WHAT TO DO
1. According to the nuclear moratorium essay prompt, why was the evacuation extended weeks after the disaster to a 125-mile radius around the disaster zone? Answer in one to three sentences.
2. List every material that the nuclear moratorium essay prompt says helicopters dropped on the disaster site.
3. Extend the nuclear moratorium essay prompt past its final sentence, keeping its voice and setting.

SOURCE EXTRACT
┌──
2010 Worthington Essay Prize
- Grand Prize - Sarah Jenkins - Read Sarah's Essay (PDF 76K)
- Second Prize - Edgar Walters - Read Edgar's Essay (PDF 60K)
- First-Year Prize - Alexander Fischer - Read Alexander's Essay (PDF 124K)
Topic: Nuclear Moratorium
In the summer of 2017, a series of mechanical and human errors resulted in a catastrophic meltdown at the Lohman Nuclear Power Plant in eastern Nevada. Eight plant employees and 11 first responders died within 24 hours of the accident. In the weeks that followed, 143 people were hospitalized for Acute Radiation Syndrome.
For days, helicopters dropped tons of boron, sand, clay, and lead on the disaster site to extinguish fires and bury radioactive material. The government initially evacuated towns only in the immediate vicinity of the disaster, but weeks later, with elevated levels of radiation being detected as far away as St. George, Utah, a general evacuation order was given for a 125-mile radius around the disaster zone. Many thousands of people were relocated to refugee centers in California and Idaho. While some of these evacuees will be able eventually to return home, many will seek permanent resettlement. The economic impact of the disaster is estimated at $280 billion.
You are the Secretary of Energy of the United States. The President has asked you to draft an advisory report concerning a potential moratorium on the construction of four new plants slated to go online within the year.
In a recent meeting, several colleagues discussed the proposed moratorium.
“The President is furious,” explained Bill Knox, a White House liaison. “He ran on an energy platform of ‘no more coal, no more oil’, and we’ve built six new nuclear plants since he was elected. Now he owns this disaster. Now what?”
“This was supposed to be impossible,” Undersecretary of Energy Larry Morton said. “This is a well-regulated industry. We have regular safety inspections. There are multiple redundancies. There are response plans. But it did happen. So if the President wants to know if it can happen, the answer is yes.”
└──
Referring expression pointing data
┌──
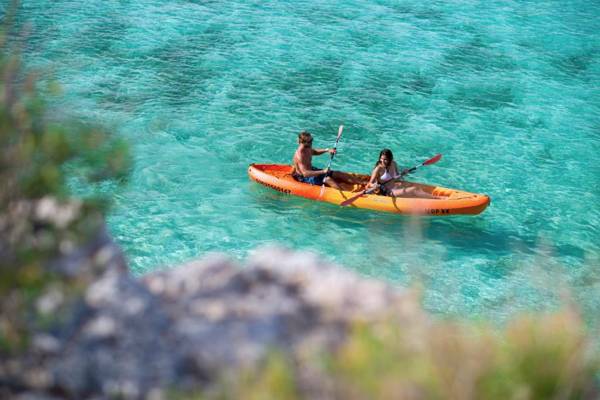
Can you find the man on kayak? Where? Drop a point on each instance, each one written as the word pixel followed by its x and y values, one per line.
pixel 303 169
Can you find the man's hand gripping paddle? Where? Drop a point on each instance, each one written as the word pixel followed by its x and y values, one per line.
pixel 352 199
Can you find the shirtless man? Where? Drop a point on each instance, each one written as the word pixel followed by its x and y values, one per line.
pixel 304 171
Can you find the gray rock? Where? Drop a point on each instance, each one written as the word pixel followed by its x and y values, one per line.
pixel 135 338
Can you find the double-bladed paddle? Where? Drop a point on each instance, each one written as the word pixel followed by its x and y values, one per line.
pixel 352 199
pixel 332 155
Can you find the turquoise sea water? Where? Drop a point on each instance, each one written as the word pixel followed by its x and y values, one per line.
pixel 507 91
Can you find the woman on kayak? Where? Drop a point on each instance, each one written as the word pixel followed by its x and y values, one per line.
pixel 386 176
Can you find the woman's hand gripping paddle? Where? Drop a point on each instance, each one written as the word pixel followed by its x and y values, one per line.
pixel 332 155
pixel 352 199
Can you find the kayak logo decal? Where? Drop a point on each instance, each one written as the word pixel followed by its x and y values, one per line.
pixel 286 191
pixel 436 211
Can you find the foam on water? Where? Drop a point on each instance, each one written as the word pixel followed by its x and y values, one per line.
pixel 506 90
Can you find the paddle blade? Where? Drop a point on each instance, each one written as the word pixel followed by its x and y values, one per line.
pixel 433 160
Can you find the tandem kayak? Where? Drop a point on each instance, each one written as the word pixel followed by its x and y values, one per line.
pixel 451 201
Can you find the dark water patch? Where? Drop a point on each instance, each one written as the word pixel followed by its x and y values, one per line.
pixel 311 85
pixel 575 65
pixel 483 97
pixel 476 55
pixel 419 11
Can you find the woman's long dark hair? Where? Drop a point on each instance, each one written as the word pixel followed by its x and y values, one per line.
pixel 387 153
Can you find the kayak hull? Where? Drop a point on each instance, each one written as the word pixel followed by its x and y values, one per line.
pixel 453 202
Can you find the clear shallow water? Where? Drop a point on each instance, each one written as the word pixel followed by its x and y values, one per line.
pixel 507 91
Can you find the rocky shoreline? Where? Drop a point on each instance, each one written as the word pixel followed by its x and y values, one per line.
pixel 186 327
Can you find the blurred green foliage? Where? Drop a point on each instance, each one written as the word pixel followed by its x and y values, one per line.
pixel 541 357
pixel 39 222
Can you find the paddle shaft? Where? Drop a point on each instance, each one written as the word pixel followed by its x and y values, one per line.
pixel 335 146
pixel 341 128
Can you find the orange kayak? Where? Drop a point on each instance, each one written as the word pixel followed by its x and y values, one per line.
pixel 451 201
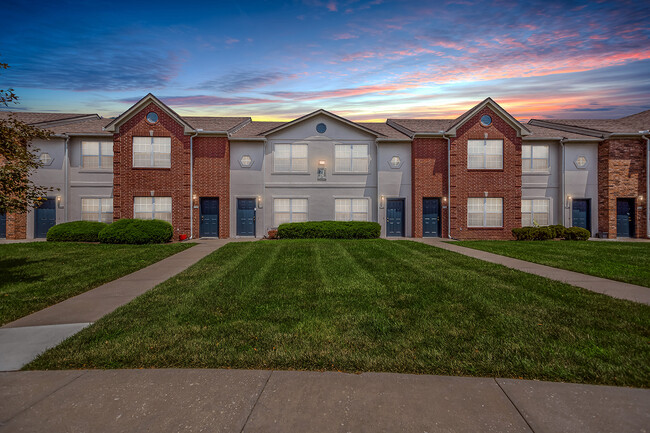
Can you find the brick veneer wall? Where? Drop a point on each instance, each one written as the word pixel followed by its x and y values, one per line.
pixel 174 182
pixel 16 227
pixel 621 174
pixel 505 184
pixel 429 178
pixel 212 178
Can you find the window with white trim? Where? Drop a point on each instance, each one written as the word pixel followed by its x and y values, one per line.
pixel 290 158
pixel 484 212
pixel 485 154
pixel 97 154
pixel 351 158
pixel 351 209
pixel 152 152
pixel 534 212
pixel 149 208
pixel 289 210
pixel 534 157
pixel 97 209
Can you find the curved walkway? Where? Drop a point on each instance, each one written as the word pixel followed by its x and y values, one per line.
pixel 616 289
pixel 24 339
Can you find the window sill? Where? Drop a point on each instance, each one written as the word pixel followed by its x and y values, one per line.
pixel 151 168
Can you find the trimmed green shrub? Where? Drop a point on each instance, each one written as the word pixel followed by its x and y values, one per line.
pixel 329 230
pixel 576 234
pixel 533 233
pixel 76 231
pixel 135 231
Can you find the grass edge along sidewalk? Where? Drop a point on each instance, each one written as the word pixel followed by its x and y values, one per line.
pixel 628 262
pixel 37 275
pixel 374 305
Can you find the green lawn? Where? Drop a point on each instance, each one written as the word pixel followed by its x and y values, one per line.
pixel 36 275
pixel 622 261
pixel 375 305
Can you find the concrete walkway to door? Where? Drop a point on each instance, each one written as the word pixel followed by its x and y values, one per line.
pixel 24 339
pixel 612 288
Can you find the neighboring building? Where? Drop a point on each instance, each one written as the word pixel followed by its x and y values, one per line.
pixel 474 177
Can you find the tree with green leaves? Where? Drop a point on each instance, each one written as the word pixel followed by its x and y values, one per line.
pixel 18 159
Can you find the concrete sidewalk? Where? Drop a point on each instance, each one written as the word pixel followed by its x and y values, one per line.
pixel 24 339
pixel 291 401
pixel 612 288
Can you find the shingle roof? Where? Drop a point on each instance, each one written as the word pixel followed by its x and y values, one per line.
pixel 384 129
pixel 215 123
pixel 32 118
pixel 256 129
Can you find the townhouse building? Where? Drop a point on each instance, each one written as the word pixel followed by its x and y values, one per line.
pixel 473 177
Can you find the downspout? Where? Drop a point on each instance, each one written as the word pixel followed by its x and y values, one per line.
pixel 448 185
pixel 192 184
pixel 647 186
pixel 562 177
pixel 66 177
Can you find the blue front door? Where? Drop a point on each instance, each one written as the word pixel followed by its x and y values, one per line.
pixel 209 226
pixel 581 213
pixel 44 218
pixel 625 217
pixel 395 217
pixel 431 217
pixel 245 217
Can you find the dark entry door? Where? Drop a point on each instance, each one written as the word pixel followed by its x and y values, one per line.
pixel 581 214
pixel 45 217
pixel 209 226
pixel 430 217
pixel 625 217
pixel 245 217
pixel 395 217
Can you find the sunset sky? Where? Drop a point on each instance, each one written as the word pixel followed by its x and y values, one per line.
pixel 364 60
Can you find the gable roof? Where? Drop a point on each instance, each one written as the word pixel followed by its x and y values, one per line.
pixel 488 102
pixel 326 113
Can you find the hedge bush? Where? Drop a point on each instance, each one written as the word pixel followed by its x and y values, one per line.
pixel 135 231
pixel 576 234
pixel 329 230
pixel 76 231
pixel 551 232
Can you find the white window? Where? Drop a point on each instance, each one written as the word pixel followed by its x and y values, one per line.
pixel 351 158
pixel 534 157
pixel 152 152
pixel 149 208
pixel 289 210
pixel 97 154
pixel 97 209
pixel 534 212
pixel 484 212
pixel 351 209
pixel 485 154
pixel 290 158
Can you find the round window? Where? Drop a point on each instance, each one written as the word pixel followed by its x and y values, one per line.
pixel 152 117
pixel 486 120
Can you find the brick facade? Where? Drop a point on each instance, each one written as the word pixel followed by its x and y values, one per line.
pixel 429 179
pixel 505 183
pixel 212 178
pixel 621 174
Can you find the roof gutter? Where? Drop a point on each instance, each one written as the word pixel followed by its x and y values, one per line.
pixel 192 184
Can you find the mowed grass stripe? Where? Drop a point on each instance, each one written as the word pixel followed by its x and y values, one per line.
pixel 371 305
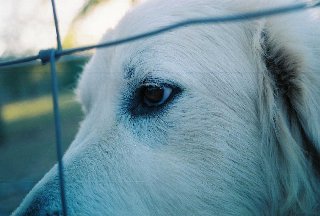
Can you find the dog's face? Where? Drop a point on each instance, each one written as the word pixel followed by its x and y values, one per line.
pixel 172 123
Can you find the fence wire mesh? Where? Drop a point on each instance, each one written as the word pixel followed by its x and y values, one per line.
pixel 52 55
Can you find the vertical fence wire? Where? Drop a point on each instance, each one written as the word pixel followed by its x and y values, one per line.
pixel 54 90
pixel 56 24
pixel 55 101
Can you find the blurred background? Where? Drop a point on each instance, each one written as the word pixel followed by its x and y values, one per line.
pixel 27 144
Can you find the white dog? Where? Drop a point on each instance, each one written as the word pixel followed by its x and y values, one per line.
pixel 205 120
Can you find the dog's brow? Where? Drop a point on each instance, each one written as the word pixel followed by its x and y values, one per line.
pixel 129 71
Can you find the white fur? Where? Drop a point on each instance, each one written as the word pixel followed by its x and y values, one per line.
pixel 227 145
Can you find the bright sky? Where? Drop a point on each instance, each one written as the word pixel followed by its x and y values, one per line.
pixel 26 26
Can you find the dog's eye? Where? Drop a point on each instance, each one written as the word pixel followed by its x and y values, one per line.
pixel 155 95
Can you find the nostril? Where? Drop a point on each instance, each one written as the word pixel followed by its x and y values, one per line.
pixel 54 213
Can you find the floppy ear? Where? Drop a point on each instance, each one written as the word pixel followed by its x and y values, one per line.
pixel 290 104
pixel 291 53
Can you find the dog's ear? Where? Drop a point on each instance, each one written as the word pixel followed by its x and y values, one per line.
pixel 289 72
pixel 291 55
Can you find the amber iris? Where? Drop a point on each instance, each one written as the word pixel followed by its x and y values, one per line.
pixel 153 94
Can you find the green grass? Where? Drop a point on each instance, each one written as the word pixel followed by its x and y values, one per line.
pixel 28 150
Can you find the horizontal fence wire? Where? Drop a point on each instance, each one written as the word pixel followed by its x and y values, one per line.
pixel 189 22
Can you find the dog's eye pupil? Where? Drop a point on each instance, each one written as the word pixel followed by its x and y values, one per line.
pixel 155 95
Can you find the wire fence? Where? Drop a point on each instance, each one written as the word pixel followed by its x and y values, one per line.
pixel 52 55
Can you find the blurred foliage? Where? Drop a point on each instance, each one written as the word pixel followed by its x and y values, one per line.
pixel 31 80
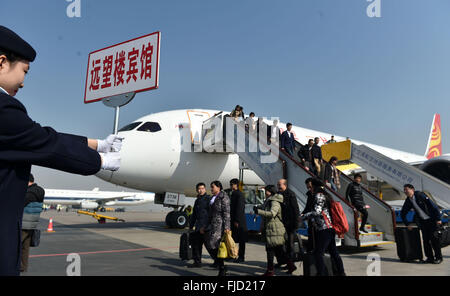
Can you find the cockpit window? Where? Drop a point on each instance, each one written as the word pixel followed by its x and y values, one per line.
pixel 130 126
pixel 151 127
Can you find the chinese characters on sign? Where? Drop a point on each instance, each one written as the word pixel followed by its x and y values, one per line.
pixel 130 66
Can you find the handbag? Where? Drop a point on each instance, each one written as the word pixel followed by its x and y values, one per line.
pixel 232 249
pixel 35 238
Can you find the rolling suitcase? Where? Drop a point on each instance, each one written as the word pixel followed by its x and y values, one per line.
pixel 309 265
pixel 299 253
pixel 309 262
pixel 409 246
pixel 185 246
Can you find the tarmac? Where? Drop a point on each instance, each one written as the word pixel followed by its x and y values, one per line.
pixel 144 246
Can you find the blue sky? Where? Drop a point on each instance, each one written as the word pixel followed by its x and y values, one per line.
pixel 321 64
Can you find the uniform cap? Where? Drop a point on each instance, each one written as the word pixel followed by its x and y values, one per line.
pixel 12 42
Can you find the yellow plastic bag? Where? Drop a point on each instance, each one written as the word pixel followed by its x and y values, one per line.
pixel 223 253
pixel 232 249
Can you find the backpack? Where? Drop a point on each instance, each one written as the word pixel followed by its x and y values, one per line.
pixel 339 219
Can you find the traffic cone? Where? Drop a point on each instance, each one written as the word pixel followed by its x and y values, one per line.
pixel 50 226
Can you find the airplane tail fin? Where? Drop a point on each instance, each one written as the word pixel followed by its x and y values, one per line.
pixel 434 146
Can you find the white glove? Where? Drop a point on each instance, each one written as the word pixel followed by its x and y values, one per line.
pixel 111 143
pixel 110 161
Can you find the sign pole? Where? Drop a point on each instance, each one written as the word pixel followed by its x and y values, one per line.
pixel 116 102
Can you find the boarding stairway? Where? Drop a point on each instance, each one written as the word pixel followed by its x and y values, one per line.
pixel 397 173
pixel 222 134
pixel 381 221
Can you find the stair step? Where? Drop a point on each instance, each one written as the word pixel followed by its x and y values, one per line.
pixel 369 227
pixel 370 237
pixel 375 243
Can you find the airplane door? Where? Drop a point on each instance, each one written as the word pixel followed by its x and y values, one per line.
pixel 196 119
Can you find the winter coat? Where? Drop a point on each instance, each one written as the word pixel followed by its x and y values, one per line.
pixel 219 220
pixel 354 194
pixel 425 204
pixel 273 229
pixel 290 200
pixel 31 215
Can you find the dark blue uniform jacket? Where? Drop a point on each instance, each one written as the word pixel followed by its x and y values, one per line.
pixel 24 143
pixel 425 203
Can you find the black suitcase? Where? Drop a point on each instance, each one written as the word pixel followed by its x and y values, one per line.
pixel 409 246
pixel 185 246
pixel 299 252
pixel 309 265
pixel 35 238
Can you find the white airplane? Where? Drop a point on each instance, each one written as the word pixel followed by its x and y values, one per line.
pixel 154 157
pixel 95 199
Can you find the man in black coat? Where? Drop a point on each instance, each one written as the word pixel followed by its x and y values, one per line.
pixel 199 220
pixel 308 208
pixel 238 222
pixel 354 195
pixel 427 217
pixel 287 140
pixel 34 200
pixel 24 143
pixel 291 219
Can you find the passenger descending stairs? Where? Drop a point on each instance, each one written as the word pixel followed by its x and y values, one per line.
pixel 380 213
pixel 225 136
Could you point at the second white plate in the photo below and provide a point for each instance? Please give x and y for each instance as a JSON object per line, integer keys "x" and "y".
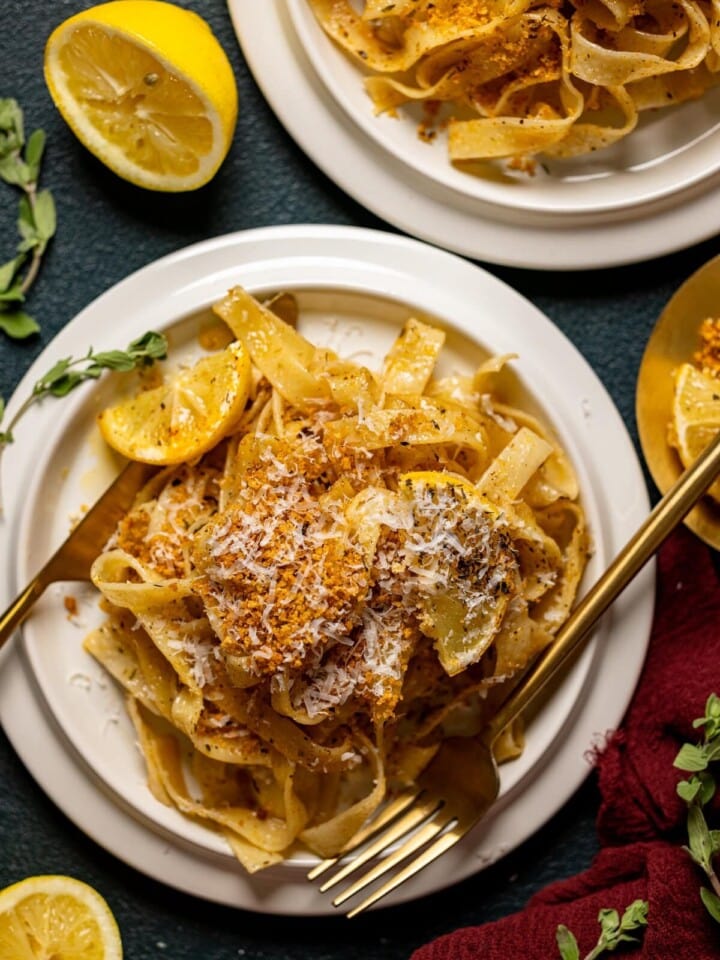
└──
RESPONSES FOR EACH TASK
1. The government first evacuated only the towns closest to the disaster. Weeks later, elevated radiation was detected as far away as St. George, Utah, so a general evacuation order was given for a 125-mile radius around the disaster zone.

2.
- boron
- sand
- clay
- lead

3.
“We should put this in perspective,” added Mellissa Kurai, another senior DOE official. “How many people died in coal mines? How much damage was caused by oil spills? This disaster may actually be comparatively minor, if it’s an isolated event. If these plants don’t go online as scheduled, moreover, we’ll have to use our strategic reserves of coal and natural gas to supply energy to over 30 million people. That won’t last long. Then we’ll be buying fuel on the global market again at a cost that could devastate our economy.”
“This is the bottom line,” explained Knox. “What we need from you is a recommendation either to proceed with the construction of these new plants or to issue a moratorium. Your report will be classified top secret—your suggestions aren’t for public consumption, so don’t worry about the politics. What we want from you is a no-nonesense assessment, balancing the safety of our citizens and our environment against the energy needs of our country. If you call for a moratorium, you’d better offer a realistic plan on how we’re going to compensate for the lost 5GW of power without bankrupting our country. If you tell us to proceed with construction of the new plants, you’ll have to defend to the President the calculated risk of another disaster like this one.